[start of MATERIAL FOR THIS TASK]

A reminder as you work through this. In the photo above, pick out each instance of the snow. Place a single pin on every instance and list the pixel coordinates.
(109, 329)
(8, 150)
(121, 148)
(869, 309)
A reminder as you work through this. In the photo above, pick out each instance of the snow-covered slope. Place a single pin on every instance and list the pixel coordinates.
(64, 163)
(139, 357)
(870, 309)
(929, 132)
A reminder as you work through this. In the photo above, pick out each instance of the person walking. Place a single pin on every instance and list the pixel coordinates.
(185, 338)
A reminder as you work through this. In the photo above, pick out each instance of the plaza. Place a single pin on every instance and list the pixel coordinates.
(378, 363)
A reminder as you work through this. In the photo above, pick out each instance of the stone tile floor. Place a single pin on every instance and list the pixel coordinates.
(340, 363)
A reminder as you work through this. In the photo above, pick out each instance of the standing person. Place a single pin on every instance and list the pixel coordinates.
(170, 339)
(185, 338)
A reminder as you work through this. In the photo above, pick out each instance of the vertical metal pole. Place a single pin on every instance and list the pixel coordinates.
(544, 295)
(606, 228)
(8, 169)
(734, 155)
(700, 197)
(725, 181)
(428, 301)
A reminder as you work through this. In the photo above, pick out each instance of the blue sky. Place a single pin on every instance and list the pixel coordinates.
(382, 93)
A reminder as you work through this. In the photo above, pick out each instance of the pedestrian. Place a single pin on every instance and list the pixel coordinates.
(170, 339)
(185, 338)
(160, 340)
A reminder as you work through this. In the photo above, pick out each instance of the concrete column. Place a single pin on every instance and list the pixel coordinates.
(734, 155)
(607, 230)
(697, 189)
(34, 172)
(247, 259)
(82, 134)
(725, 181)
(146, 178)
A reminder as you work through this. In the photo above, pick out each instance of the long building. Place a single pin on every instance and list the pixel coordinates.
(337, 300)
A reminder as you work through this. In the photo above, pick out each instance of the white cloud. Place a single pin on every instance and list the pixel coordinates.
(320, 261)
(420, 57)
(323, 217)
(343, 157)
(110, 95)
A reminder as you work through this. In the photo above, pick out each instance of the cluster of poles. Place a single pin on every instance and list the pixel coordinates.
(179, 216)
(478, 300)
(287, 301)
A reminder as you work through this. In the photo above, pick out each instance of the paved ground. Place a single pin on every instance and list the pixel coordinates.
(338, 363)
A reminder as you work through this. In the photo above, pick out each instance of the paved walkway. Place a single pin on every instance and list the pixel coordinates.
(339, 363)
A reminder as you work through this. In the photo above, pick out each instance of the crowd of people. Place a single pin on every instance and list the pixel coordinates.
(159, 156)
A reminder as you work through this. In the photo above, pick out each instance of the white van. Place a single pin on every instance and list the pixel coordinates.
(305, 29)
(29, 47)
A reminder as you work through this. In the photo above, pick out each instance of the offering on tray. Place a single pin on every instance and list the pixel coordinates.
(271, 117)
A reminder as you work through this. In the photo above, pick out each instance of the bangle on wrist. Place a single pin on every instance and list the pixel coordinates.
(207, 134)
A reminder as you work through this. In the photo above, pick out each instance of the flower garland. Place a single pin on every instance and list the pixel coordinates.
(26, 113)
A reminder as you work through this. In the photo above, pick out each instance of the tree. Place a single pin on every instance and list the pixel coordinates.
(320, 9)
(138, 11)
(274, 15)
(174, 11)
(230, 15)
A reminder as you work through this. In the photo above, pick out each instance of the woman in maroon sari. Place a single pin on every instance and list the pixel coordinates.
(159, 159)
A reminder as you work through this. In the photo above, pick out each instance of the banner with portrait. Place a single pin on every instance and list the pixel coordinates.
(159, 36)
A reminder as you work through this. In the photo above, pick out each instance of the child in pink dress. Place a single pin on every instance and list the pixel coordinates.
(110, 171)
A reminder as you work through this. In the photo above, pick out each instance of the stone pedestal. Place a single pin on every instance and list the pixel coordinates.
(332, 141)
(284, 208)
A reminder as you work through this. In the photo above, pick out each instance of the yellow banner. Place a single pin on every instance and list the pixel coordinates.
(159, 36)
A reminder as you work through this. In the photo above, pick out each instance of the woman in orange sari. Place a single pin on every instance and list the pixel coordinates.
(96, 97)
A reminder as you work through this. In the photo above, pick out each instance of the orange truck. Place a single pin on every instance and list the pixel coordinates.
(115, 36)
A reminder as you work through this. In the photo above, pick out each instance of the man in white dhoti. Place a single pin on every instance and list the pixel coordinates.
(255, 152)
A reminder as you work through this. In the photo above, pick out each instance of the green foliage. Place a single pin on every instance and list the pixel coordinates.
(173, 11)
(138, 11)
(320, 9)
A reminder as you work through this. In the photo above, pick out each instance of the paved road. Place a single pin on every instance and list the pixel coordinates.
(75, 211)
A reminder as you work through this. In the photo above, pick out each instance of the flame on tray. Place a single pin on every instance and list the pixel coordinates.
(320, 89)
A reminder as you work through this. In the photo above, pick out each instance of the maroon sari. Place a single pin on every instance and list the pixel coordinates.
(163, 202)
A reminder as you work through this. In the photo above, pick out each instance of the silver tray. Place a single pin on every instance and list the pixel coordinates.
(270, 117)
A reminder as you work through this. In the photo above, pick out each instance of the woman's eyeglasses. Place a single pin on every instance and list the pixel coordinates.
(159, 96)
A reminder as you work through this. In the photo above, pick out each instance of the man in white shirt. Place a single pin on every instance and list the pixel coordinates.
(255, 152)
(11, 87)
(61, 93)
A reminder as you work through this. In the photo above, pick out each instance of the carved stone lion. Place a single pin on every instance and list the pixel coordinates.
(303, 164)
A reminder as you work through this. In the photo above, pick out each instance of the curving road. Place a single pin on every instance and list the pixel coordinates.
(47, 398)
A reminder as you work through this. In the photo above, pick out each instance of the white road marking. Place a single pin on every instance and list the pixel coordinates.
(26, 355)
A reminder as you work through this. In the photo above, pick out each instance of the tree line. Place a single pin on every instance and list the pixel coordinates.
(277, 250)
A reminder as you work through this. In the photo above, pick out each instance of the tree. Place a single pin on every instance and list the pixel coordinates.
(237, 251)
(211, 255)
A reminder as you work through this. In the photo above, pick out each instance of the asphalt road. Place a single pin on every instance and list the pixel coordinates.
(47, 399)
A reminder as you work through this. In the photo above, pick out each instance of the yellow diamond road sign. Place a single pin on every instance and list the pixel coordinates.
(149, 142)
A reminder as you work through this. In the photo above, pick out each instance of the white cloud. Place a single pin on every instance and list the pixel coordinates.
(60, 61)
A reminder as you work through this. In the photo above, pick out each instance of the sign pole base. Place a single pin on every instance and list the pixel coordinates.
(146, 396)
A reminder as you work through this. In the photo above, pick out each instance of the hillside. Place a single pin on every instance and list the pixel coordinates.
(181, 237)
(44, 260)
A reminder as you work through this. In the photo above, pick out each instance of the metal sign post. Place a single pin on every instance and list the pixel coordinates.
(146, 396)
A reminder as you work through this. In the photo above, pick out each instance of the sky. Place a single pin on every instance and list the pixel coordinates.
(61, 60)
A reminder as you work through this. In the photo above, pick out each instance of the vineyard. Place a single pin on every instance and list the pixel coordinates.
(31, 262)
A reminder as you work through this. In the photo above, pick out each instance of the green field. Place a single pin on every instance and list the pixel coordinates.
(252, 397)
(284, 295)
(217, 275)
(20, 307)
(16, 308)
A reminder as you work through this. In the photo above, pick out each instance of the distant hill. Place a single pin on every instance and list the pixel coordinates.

[end of MATERIAL FOR THIS TASK]

Locate "of the sky." in the data above. Then repeat, exactly, its line and each line after it through the last, adding nothing.

A reminder as you work through this. In the photo above, pick out each instance of the sky. Place a single pin on every instance and list the pixel coordinates.
(61, 60)
A reminder as you work through this. In the photo above, pick out each instance of the vineyard. Place a single pin on every instance and list the pixel coordinates.
(31, 262)
A reminder as you work through this. In the photo above, pick out each instance of the green field. Place a single pin on every instance and list the pixel coordinates.
(252, 397)
(284, 295)
(217, 275)
(20, 307)
(16, 308)
A reminder as you work through this. In the photo above, pick out each instance of the distant hill. Place a single pin on every instance and list the pixel coordinates.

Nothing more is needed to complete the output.